JSNEWS – Sob a administração do presidente Donald Trump, a Agência de Imigração e Alfândega (ICE, na sigla em inglês) tornou-se o principal motor de sua agressiva política de repressão aos imigrantes. Com financiamento recorde e maior liberdade para realizar operações, a agência intensificou suas ações, mas isso tem gerado longas jornadas de trabalho e crescente indignação pública com as prisões. Essas pressões estão cobrando um preço alto dos agentes do ICE.
Dois agentes atuais e nove ex-funcionários do ICE relataram à Reuters que a agência enfrenta esgotamento e frustração entre seus funcionários. Os agentes lutam para acompanhar a intensa agenda de fiscalização do governo Trump, que exige altas cotas diárias de prisões. A agência lançou uma campanha de recrutamento para contratar milhares de novos agentes o mais rápido possível, mas o processo pode levar meses ou até anos para ser concluído.

**Dados fornecidos**

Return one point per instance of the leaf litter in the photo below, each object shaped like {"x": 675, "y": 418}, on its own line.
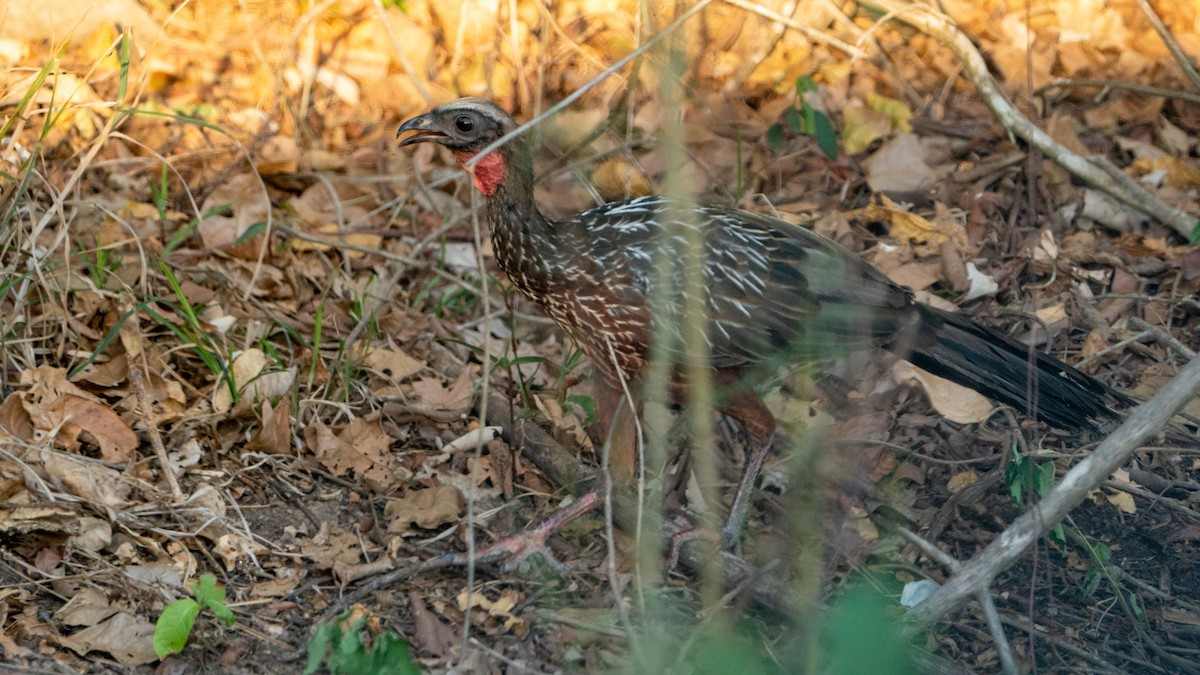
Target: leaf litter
{"x": 292, "y": 288}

**Tarefas a realizar**
(1) No trecho sobre o ICE, quantos ex-funcionários da agência falaram à Reuters?
(2) Transcreva, do trecho sobre o ICE, a passagem que vai de "JSNEWS – Sob" a "agentes do ICE.".
As linhas não têm papel algum nesta atividade.

**Respostas do exercício**
(1) Nove ex-funcionários.

(2)
JSNEWS – Sob a administração do presidente Donald Trump, a Agência de Imigração e Alfândega (ICE, na sigla em inglês) tornou-se o principal motor de sua agressiva política de repressão aos imigrantes. Com financiamento recorde e maior liberdade para realizar operações, a agência intensificou suas ações, mas isso tem gerado longas jornadas de trabalho e crescente indignação pública com as prisões. Essas pressões estão cobrando um preço alto dos agentes do ICE.